Caritas-Präsident Peter Neher fürchtet, dass das Veto der Caritas zu einem flächendeckenden Tarifvertrag in der Altenpflege dem Verband massiv schadet.
Berlin – Caritas-Präsident Peter Neher fürchtet, dass das Veto der Caritas zu einem flächendeckenden Tarifvertrag in der Altenpflege dem Verband massiv schadet. Die Entscheidung der Arbeitsrechtlichen Kommission „schadet der Glaubwürdigkeit der Caritas und sie kommt zu Unzeiten für die katholische Kirche“, erklärte er am Freitag in Berlin. Zugleich betonte er aber, dass sich die Struktur der Caritas in Tariffragen bewährt habe. „Die Tarifautonomie in Frage zu stellen, weil das Ergebnis in diesem Fall als problematisch erachtet wird, ist einer Organisation, die sich der Regeltreue und der Transparenz verpflichtet, nicht angemessen.“
Neher hätte sich andere Entscheidung gewünscht
Neher räumte ein, dass er sich eine andere Entscheidung gewünscht hätte und viele Mitarbeiter im katholischen Wohlfahrtsverband mit dem Nein haderten. Das Veto der Arbeitsrechtlichen Kommission der Caritas verhindere erstmal eine höhere Entlohnung von vielen Pflegekräften außerhalb der Caritas „und das mitten in einer Pandemie, die diesen Menschen unheimlich viel abverlangt“. Auch die Arbeitnehmervertreter in der Kommission hatten für einen Tarifvertrag gestimmt.

| Datenauszüge |
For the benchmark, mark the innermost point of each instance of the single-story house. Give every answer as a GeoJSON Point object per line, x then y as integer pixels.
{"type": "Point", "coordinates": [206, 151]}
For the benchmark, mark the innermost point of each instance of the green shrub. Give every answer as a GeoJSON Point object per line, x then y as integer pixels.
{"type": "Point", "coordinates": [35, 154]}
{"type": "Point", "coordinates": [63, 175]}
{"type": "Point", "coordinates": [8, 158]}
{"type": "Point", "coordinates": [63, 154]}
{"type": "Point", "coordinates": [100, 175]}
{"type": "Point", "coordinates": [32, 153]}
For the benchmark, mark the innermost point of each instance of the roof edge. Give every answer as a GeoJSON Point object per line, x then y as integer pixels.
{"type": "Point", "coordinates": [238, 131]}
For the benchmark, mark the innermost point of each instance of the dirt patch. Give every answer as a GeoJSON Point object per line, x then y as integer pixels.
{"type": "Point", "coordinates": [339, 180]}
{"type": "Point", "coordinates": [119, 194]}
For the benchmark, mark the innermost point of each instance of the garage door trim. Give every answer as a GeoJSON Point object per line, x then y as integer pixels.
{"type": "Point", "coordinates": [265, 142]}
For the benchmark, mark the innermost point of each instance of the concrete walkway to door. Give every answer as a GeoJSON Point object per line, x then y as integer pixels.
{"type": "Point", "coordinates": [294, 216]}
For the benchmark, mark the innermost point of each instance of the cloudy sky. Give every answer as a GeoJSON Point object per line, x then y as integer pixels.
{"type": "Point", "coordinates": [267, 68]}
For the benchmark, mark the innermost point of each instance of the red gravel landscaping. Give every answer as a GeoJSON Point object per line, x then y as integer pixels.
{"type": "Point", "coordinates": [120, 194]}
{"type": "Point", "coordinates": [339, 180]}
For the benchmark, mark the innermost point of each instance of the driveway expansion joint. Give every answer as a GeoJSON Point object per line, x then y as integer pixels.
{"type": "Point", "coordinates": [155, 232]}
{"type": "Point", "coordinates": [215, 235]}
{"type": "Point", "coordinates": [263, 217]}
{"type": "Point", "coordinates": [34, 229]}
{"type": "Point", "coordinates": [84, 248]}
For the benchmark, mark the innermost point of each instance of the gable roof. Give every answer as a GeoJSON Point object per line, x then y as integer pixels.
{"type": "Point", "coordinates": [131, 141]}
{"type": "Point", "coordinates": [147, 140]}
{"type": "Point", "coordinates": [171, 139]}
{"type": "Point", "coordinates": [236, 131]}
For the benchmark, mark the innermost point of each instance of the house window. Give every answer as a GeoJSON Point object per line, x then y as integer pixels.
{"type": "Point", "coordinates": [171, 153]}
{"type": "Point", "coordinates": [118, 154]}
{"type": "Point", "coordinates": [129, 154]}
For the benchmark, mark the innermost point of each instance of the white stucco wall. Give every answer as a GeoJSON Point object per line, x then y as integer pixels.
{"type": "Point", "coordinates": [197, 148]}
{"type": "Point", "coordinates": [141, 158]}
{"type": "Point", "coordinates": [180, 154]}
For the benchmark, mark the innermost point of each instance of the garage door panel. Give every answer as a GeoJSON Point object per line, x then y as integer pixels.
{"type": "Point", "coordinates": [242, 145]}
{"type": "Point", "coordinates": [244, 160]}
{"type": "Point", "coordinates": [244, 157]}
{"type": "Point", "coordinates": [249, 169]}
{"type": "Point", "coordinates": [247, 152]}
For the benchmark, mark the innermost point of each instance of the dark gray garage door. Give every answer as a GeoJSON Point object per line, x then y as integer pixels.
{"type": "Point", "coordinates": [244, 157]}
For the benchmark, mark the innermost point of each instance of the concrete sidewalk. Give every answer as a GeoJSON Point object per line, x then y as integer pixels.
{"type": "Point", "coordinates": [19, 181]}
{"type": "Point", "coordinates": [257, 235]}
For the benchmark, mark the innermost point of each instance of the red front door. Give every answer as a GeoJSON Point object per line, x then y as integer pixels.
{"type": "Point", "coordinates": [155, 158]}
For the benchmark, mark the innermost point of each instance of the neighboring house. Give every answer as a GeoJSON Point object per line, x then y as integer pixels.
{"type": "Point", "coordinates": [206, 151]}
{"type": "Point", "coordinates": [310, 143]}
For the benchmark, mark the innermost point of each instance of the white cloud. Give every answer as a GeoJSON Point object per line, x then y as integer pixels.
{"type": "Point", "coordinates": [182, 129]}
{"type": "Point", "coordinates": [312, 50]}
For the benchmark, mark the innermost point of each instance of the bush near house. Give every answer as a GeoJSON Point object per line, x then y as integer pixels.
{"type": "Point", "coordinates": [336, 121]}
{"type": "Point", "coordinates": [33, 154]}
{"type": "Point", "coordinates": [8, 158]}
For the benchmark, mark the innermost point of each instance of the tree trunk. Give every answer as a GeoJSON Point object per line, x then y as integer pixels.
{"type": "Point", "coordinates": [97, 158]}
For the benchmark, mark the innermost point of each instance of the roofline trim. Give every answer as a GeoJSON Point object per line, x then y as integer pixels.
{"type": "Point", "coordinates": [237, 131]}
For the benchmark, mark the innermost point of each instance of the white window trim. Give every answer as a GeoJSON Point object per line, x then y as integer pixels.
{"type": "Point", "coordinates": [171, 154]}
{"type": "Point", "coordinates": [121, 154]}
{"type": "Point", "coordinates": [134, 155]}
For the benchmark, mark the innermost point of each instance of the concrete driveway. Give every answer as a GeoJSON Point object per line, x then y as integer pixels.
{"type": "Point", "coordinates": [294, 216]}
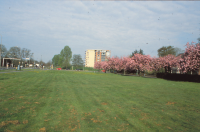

| Aufgabenstellung |
Schreiben Sie alle Passagen aus dem Textauszug über Caritas-Präsident Neher ab, die in Anführungszeichen stehen.

| Antwortfeld |
- „schadet der Glaubwürdigkeit der Caritas und sie kommt zu Unzeiten für die katholische Kirche“
- „Die Tarifautonomie in Frage zu stellen, weil das Ergebnis in diesem Fall als problematisch erachtet wird, ist einer Organisation, die sich der Regeltreue und der Transparenz verpflichtet, nicht angemessen.“
- „und das mitten in einer Pandemie, die diesen Menschen unheimlich viel abverlangt“